[Dataset entries]
=-=-=
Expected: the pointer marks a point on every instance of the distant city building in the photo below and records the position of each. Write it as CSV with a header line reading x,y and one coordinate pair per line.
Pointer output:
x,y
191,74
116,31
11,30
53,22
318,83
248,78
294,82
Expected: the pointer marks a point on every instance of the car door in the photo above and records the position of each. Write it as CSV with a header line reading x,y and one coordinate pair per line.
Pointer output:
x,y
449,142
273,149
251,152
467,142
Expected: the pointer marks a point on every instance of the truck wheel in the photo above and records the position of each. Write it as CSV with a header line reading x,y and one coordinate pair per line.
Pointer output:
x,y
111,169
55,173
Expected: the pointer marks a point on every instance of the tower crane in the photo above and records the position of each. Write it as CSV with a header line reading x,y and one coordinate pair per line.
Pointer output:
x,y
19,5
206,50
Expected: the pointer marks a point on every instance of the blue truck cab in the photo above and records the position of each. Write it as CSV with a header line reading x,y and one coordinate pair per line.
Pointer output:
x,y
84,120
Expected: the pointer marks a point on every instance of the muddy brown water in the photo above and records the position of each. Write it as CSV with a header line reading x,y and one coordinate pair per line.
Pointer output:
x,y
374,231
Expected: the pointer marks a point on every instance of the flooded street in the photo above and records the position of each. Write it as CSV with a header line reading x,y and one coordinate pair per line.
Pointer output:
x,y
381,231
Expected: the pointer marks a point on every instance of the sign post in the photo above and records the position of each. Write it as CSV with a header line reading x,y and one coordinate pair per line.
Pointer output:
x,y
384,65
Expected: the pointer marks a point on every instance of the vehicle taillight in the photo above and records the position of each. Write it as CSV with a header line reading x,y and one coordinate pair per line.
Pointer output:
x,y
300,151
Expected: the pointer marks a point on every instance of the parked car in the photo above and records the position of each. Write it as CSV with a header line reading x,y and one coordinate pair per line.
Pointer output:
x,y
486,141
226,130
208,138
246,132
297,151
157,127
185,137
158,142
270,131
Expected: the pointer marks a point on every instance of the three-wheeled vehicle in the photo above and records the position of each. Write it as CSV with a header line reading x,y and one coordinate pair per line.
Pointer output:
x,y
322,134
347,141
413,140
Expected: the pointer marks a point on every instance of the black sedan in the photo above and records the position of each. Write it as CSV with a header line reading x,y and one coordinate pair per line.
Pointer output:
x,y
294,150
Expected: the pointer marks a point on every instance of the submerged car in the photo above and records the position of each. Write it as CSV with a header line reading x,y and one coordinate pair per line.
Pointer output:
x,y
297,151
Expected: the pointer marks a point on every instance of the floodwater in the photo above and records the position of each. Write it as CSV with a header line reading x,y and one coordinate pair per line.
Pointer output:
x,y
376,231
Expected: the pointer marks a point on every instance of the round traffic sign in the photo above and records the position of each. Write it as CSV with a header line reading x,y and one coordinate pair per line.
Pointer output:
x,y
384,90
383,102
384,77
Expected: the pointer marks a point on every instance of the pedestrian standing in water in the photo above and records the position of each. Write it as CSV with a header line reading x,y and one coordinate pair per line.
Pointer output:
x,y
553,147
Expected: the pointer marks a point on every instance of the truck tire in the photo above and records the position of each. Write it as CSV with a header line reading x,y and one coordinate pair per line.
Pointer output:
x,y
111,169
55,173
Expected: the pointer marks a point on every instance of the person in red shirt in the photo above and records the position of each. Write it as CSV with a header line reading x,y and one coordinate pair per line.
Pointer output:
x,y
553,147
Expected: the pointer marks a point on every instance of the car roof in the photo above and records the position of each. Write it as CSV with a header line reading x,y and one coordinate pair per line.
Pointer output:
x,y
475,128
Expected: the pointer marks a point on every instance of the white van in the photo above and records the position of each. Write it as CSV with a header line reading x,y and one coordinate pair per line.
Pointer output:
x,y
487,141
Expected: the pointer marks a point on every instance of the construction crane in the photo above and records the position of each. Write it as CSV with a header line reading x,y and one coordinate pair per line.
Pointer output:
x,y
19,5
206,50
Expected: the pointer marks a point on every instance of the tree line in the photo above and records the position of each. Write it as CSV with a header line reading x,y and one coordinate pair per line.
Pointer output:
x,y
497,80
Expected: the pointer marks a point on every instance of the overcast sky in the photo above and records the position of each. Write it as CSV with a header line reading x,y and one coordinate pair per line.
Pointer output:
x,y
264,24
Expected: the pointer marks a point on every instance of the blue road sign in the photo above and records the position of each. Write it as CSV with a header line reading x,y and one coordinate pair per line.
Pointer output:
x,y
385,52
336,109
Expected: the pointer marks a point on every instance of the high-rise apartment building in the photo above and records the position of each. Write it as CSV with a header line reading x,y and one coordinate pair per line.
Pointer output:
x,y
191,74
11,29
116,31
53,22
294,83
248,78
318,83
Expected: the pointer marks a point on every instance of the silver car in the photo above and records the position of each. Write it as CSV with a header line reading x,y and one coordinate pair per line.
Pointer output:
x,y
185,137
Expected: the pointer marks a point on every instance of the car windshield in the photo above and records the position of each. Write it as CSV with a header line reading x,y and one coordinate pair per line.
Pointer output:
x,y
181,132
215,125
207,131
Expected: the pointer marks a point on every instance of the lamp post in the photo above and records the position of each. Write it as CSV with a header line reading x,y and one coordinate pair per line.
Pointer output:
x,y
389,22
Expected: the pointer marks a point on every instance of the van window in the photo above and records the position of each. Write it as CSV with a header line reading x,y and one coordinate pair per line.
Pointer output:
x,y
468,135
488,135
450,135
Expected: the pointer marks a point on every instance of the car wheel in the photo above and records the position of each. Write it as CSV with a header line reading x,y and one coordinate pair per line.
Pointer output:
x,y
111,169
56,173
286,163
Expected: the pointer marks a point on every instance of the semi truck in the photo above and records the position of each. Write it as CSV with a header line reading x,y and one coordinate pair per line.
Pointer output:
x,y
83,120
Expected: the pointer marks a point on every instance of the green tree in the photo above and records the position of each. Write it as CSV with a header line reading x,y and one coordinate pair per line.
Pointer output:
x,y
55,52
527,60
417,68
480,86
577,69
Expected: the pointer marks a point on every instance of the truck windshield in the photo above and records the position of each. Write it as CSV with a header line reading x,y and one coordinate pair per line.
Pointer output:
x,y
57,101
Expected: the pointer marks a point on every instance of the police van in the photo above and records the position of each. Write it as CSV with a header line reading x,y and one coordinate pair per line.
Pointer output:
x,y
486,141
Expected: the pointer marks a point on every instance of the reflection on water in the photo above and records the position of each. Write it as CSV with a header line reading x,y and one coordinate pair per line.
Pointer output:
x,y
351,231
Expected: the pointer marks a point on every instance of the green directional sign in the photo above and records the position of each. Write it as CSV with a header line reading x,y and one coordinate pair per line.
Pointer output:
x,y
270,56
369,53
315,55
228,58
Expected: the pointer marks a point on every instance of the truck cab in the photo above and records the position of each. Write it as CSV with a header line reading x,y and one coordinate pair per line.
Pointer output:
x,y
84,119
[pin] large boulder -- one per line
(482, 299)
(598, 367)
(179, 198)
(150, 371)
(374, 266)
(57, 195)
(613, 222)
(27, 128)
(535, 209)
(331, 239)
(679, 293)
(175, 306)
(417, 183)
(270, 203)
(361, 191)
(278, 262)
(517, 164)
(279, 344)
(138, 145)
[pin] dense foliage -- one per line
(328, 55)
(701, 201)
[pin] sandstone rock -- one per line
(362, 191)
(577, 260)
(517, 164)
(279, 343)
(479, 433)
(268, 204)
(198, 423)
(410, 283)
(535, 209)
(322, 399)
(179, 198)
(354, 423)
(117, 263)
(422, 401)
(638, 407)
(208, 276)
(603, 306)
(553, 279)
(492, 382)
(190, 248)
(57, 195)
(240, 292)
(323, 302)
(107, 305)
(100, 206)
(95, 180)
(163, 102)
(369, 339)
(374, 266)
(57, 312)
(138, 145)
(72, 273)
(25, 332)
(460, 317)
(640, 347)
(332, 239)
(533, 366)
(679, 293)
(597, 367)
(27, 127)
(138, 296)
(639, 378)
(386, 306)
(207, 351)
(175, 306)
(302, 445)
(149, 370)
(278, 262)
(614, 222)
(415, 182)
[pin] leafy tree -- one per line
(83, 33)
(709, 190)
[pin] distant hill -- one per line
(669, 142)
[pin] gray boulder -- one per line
=-=-=
• _ASSIGNMENT_
Only one stretch of the records above is wanted: the lines between the one holding "of the high-rise" and the one holding "the car wheel", inclusive, reproduced exactly.

• _OUTPUT OF THE TASK_
Expected: the pointer marks a point on every instance of the high-rise apartment building in the photo above and records the position of each. Write it as CSV with a header line reading x,y and one coordinate pair per line.
Pointer output:
x,y
191,74
11,29
116,31
53,22
294,83
248,78
318,83
Expected: the pointer marks a point on every instance of the silver car in the photo above and records the position of each. Write it as CSV with a header line reading x,y and one coordinate pair per line.
Pointer output:
x,y
185,137
Expected: the pointer marks a point on every instance of the car windshield in the photo above and records the position of each. Write it as CSV with a header line reading x,y and one coordinate pair per line.
Pointer output:
x,y
181,132
215,125
207,131
Expected: the pointer marks a point on every instance of the lamp post in the photo above and records the position of each. Write it as CSV with a header line reading x,y and one coordinate pair per line.
Pointer output:
x,y
389,22
Expected: the pointer marks a point on every instance of the van window in the photo above and records the position of each. Write it as CSV with a header line reading x,y and one coordinate pair per line.
Pointer output:
x,y
468,135
488,135
450,135
Expected: the pointer marks a point on every instance of the car wheel in the photo above and records the position of each. Write it as CSV with a header line reading x,y and one coordinate pair per line.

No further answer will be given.